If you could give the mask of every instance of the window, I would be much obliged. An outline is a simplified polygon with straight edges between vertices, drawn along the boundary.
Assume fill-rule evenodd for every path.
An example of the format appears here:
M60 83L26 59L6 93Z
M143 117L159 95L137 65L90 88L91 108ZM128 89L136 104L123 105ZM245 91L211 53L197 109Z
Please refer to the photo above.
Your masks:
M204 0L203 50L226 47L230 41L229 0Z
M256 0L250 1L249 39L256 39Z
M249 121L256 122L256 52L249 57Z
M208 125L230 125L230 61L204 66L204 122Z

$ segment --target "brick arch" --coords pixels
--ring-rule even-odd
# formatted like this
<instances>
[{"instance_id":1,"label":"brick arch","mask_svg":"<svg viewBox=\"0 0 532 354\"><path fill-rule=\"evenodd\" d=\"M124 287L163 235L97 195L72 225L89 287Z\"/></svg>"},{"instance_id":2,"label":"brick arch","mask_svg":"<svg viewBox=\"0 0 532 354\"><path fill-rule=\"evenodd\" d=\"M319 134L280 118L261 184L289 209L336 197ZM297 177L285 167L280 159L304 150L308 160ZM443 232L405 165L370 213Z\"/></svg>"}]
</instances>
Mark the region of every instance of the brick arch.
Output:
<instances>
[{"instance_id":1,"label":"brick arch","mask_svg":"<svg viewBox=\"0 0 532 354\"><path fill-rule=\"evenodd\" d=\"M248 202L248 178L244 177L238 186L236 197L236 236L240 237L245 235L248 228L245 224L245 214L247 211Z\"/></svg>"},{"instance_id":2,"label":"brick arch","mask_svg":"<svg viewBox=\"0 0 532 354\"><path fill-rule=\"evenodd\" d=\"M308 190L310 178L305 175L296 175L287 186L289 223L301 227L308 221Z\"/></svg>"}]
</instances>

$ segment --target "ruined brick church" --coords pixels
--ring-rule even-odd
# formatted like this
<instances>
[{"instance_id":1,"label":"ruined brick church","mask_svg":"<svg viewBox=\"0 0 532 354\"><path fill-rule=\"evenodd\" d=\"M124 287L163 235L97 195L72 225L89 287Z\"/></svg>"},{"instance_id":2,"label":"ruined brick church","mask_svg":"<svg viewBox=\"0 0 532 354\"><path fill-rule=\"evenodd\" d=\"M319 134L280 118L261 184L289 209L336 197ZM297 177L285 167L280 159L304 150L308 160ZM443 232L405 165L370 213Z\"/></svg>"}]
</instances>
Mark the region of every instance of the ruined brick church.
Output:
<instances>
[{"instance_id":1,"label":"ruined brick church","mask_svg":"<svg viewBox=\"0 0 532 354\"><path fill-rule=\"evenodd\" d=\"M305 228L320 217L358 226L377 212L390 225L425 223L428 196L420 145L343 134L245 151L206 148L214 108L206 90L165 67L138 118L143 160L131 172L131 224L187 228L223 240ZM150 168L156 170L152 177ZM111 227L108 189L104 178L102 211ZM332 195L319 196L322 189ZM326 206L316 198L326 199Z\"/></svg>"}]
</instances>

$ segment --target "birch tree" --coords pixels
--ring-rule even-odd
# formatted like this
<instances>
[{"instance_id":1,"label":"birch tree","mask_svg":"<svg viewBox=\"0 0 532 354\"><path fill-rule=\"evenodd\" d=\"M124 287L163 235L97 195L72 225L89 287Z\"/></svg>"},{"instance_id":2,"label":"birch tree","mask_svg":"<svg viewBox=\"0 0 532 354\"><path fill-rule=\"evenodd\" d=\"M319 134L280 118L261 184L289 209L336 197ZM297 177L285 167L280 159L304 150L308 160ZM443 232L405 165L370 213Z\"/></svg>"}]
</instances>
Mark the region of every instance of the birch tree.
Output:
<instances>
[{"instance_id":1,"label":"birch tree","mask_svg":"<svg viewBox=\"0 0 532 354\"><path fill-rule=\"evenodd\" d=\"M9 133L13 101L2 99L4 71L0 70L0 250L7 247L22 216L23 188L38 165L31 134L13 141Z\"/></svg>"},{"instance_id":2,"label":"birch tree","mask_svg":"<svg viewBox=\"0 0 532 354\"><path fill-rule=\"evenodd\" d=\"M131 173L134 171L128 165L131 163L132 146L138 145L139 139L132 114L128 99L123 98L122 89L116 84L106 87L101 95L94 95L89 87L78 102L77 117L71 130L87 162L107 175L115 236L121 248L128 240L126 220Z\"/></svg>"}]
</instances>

+ + + +

(CONSIGNE) Filtrez le matériel ci-dessus : recopiez, s'il vous plaît, chaque ligne contenant la chaîne « Mark ». La casse compte.

(RÉSULTAT)
Mark the region of every instance of the brick arch.
Mark the region of every instance of the ruined brick church.
Mark the region of every instance of the birch tree.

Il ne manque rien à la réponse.